_Excerpted passage:_
Your initial impression of this new resort island 250 kilometres from Abu Dhabi is that nothing could possibly survive such a seemingly inhospitable and parched landscape - even if it wanted to.
And then you walk into the visitors' centre where you are asked to sign your name on a small biodegradable tag. The tag will, you are assured, be attached to a mangrove that will be planted in one of the island's lagoons in your name.
And there you have it: the first sign of life.
Those of us who have grown up in cities close to or on the coast have a natural predisposition to equate the desert with nothing but barren emptiness. The fact that Sir Bani Yas - Abu Dhabi's newest luxury resort island - is literally teeming with life comes as a delightful revelation.
While Sir Bani Yas at first challenges the senses, it doesn't take long to appreciate its stunning arid beauty and natural geographic wonder. The rugged allure of the parched landscape is offset magically by the pristine serenity of the Arabian Gulf, its crystal-clear waters leading to a soft horizon of baby blue and sunset turquoise.

_Instruction:_ In the passage about Sir Bani Yas, explain why the writer calls the island's abundance of life "a delightful revelation."

_Data segment:_
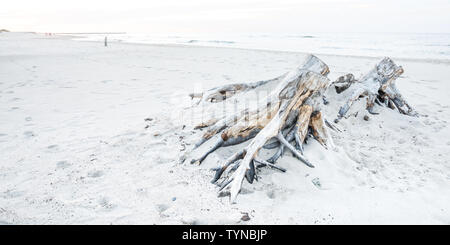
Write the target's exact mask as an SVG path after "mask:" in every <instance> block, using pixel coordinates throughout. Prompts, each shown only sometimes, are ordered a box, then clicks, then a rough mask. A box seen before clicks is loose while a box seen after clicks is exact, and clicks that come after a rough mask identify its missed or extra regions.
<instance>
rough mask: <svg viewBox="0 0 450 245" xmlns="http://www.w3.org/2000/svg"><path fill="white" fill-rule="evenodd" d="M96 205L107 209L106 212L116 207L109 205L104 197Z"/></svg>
mask: <svg viewBox="0 0 450 245" xmlns="http://www.w3.org/2000/svg"><path fill="white" fill-rule="evenodd" d="M98 203H99V205H100V206H101V207H102V208H104V209H107V210H111V209H114V208H115V207H116V205H115V204H114V203H111V201H110V200H108V198H106V197H103V198H101V199H100V201H99V202H98Z"/></svg>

_Solution for this task:_ People who grew up in cities on or near the coast tend to see the desert as nothing but barren emptiness. The island also first looks too parched for anything to survive. Finding it teeming with life therefore comes as a pleasant surprise.